[Source records]
______________________________

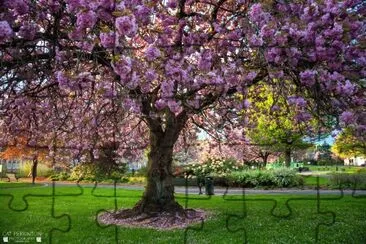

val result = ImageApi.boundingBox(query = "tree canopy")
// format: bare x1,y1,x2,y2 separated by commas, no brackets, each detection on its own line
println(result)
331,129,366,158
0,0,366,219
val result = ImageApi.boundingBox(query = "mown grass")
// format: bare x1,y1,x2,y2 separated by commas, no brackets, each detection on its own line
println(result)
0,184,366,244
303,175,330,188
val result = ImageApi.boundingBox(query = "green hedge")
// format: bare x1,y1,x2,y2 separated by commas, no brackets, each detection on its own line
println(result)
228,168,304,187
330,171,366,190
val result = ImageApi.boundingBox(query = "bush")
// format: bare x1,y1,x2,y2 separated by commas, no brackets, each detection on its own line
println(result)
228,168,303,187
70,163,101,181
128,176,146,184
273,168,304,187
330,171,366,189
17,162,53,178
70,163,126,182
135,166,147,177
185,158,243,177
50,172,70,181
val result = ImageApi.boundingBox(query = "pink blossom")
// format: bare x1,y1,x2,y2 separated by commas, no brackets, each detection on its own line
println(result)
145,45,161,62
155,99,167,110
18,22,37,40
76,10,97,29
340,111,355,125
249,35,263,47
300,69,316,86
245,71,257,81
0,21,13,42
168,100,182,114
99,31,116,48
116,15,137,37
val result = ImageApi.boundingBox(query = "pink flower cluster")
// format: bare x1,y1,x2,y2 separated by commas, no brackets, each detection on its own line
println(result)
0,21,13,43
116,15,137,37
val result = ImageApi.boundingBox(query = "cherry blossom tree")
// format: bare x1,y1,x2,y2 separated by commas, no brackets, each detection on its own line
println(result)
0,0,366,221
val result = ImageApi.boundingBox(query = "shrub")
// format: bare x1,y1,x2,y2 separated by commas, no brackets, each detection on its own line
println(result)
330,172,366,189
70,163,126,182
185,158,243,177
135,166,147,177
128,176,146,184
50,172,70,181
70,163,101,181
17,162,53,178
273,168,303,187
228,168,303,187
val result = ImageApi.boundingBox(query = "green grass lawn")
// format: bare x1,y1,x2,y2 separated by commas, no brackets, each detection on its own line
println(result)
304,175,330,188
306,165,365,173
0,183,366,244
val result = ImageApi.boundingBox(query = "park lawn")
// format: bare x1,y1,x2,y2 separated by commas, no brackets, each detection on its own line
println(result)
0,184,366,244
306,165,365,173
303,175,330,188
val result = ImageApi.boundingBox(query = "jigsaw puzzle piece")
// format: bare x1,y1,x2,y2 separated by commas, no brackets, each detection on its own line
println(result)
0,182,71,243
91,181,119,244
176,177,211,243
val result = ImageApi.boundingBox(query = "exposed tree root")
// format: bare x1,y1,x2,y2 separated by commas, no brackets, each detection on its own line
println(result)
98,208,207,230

______________________________

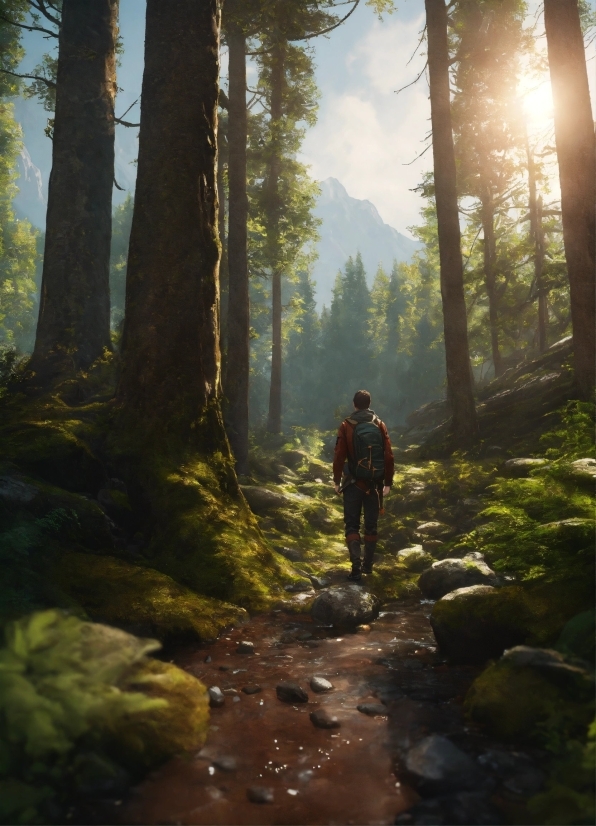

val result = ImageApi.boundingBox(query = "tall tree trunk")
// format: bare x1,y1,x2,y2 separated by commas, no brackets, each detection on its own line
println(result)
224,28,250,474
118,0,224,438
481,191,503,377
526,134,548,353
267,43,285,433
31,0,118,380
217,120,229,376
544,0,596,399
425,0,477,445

______________________________

** Exercise instructions **
Pull out each line of the items above that contains the string "pink". The match is case-sensitive.

** Output for this exercise **
val result = ImageApi.boundingBox(query = "pink blossom")
val result = ImageApi.boundingBox(query = "pink flower cluster")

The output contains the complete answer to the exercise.